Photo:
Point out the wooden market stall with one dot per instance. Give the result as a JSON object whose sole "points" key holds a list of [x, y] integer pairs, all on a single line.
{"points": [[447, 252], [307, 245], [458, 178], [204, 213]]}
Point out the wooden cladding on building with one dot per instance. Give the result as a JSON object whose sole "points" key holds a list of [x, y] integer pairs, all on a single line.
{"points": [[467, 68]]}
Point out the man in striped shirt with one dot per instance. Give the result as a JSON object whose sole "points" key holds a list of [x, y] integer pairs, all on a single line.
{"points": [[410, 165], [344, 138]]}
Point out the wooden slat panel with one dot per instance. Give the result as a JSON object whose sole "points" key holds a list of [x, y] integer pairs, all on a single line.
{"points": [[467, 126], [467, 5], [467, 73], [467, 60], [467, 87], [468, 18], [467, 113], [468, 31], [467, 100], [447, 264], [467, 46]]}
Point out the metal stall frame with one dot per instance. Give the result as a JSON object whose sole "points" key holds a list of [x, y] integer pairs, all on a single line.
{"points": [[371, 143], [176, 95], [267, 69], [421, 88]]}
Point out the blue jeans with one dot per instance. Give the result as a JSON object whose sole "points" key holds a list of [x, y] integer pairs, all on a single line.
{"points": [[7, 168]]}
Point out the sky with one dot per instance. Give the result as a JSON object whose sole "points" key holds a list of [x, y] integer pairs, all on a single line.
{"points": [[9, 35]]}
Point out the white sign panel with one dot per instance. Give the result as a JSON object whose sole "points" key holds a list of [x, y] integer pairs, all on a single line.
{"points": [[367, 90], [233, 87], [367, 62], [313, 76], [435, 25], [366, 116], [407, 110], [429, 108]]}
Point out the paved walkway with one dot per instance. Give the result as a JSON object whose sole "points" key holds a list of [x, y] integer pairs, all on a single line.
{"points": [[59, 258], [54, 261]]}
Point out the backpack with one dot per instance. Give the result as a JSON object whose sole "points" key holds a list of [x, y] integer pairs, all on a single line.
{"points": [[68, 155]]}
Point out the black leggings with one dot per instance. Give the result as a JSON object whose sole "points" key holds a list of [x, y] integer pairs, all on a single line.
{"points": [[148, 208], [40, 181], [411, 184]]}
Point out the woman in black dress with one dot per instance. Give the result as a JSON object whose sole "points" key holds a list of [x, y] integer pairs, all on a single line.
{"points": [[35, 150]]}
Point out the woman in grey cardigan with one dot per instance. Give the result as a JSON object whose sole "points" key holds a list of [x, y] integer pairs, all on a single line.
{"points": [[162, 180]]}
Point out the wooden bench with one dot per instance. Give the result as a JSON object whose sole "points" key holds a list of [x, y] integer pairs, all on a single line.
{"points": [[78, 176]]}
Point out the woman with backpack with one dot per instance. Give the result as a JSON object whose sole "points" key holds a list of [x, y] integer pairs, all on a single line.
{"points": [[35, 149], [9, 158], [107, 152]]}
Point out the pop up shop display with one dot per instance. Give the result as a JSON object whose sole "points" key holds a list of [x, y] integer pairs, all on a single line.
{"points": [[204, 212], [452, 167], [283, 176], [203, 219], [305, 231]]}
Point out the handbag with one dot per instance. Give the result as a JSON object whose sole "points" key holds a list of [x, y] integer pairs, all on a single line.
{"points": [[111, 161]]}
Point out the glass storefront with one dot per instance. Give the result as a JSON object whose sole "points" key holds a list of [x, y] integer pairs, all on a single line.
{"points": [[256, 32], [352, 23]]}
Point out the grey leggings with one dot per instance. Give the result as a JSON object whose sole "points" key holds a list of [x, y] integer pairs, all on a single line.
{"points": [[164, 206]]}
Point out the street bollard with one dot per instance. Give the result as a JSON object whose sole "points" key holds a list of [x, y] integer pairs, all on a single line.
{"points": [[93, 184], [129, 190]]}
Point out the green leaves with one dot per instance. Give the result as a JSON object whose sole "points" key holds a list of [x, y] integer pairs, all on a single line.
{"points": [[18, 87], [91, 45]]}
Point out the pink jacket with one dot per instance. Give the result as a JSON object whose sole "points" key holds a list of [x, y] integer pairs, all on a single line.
----------------
> _What the exercise asks_
Put the lines from the one containing "Point out the grey" through the last line of the records into a JSON list of strings, with one string per line and blank lines left out.

> _Solution_
[
  "Point out the grey leggings with one dot per instance. Give the result as a JSON object whose sole \"points\" key holds a list of [x, y] integer pairs, all on a single line.",
  "{\"points\": [[164, 206]]}",
  "Point out the street bollard with one dot per instance. Give the result as a JSON object whose sole \"points\" key holds a list of [x, y] integer pairs, all on a single line.",
  "{\"points\": [[93, 184], [129, 190]]}",
  "Point out the green leaves with one dot per instance. Give the result as a JSON object whose sole \"points\" key holds a list of [x, y] integer pairs, all on a single line.",
  "{\"points\": [[18, 87], [91, 45]]}",
  "Point out the pink jacket with one dot per instance. Give the result as a JSON object whose sole \"points\" key holds a list of [x, y] integer pairs, all on a single line."
]